» **PROBLEM**:
Can you sum up the forum post on removing dot-file symlinks in two sentences?

» **EXCERPTED PASSAGE**:
________________

1

I've made a manager for my dot files that creates sym links between each of the dot files in my dot_files/ dir and my $HOME.

I'm trying to write a script that deletes all of these specific sym links and no others.

Here's my O(n^2) solution that does the job fine.

delete_sym_links () {
    # Include dot (.) files while looping
    shopt -s dotglob

    for DOT_FILE in ~/dot_files/*;
    do
        if [ ! -d "$DOT_FILE" ];
        then
            for FILE in ~/*;
            do
                if [ -h "$FILE" ] && [ $(basename $DOT_FILE) = $(basename $FILE) ];
                then
                    rm "$FILE"
                    echo deleted "$FILE"
                fi
            done
        fi
    done
}

I'm trying to get the runtime down to O(n lg n). The bash is really tripping me up though.

Something like...

delete_sym_links () {
    SYM_LINKS=($(find $HOME -maxdepth 1 -type l -ls | sort -n))
    NUM_SYM_LINKS=$(find $HOME -maxdepth 1 -type l -ls | wc -l)
    DOT_FILES=$(find $HOME/dot_files/ -maxdepth 1 -name ".*" -type f | sort -n)
    NUM_DOT_FILES=$(find $HOME/dot_files/ -maxdepth 1 -name ".*" -type f | wc -l)

________________

» **INFORMATION PROVIDED**:

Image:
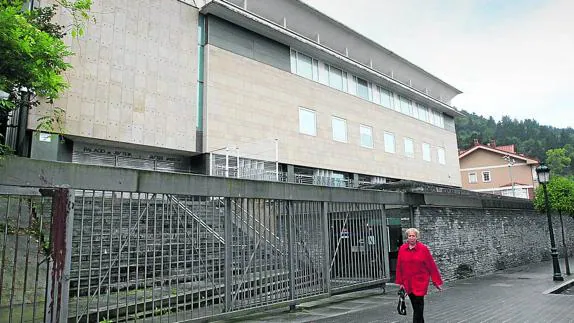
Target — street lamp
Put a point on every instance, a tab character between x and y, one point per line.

________________

» **THE COMPLETED TASK**:
The writer has built a manager that creates symlinks between each dot file in a dot_files/ directory and $HOME, and now wants a script that deletes only those symlinks. The current nested-loop version works but runs in O(n^2), so the writer is trying to get it down to O(n lg n), though bash is proving difficult.